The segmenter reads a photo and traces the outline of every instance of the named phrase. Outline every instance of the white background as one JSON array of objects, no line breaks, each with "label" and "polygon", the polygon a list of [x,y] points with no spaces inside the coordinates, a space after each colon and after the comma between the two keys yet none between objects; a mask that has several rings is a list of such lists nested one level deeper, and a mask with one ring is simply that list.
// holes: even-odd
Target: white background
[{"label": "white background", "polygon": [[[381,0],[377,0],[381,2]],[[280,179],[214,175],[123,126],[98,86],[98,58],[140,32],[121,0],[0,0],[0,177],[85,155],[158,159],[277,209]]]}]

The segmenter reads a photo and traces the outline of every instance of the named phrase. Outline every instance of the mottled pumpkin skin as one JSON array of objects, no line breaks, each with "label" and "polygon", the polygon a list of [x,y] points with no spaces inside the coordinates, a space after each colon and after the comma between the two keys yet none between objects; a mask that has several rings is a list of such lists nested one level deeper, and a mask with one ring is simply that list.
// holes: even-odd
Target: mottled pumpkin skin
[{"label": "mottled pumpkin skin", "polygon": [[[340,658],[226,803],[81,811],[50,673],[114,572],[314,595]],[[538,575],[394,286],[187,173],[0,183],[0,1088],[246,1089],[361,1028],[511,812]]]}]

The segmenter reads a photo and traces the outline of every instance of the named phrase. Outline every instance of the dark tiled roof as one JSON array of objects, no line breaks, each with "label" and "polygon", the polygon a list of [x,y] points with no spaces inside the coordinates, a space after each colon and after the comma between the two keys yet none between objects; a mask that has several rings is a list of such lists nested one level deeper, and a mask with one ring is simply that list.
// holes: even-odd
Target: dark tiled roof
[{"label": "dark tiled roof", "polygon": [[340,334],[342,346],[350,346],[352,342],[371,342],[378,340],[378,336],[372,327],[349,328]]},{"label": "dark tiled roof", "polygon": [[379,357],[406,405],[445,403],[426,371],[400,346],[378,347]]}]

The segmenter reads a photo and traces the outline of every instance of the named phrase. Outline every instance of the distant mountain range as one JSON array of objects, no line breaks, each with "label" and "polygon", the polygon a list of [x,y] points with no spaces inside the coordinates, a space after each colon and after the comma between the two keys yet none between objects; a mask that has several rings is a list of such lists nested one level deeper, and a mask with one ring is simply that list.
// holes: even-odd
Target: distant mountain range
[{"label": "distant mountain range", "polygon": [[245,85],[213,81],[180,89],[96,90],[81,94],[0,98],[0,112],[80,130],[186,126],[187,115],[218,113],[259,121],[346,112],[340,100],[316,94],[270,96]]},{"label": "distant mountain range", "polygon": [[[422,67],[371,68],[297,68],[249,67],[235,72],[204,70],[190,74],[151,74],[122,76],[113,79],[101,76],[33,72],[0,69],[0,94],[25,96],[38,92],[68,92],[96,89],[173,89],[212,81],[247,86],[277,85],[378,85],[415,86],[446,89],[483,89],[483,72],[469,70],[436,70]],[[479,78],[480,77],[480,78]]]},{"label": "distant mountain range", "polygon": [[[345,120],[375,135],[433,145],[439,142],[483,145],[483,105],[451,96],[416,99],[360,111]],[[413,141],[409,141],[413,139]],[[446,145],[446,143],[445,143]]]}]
•••
### [What the exercise asks]
Repeat, word for word, the stretch of the records from the line containing "of the distant" through the end of the records.

### [Result of the task]
The segmenter reads a photo and traces the outline of every instance of the named phrase. Outline every instance of the distant mountain range as one JSON array of objects, no line breaks, each with "label" and "polygon", the polygon a list of [x,y] points with no spaces inside the coordinates, a space after each colon and after the comma between the two keys yet none between objects; a mask that has several rings is a list of such lists nested one level deeper, and a mask with one ring is simply that list.
// holes: even-odd
Target: distant mountain range
[{"label": "distant mountain range", "polygon": [[245,85],[213,81],[180,89],[96,90],[81,94],[0,98],[0,112],[80,130],[186,126],[187,115],[218,113],[259,121],[346,112],[340,100],[316,94],[270,96]]},{"label": "distant mountain range", "polygon": [[[422,67],[371,68],[297,68],[249,67],[235,72],[204,70],[190,74],[151,74],[122,76],[113,79],[101,76],[33,72],[0,69],[0,94],[25,96],[38,92],[68,92],[96,89],[173,89],[212,81],[247,86],[277,85],[378,85],[415,86],[446,89],[483,89],[483,72],[469,70],[436,70]],[[479,78],[480,77],[480,78]]]},{"label": "distant mountain range", "polygon": [[[345,120],[375,135],[433,145],[439,142],[483,145],[483,105],[451,96],[416,99],[360,111]],[[413,141],[409,141],[413,139]],[[446,145],[446,143],[445,143]]]}]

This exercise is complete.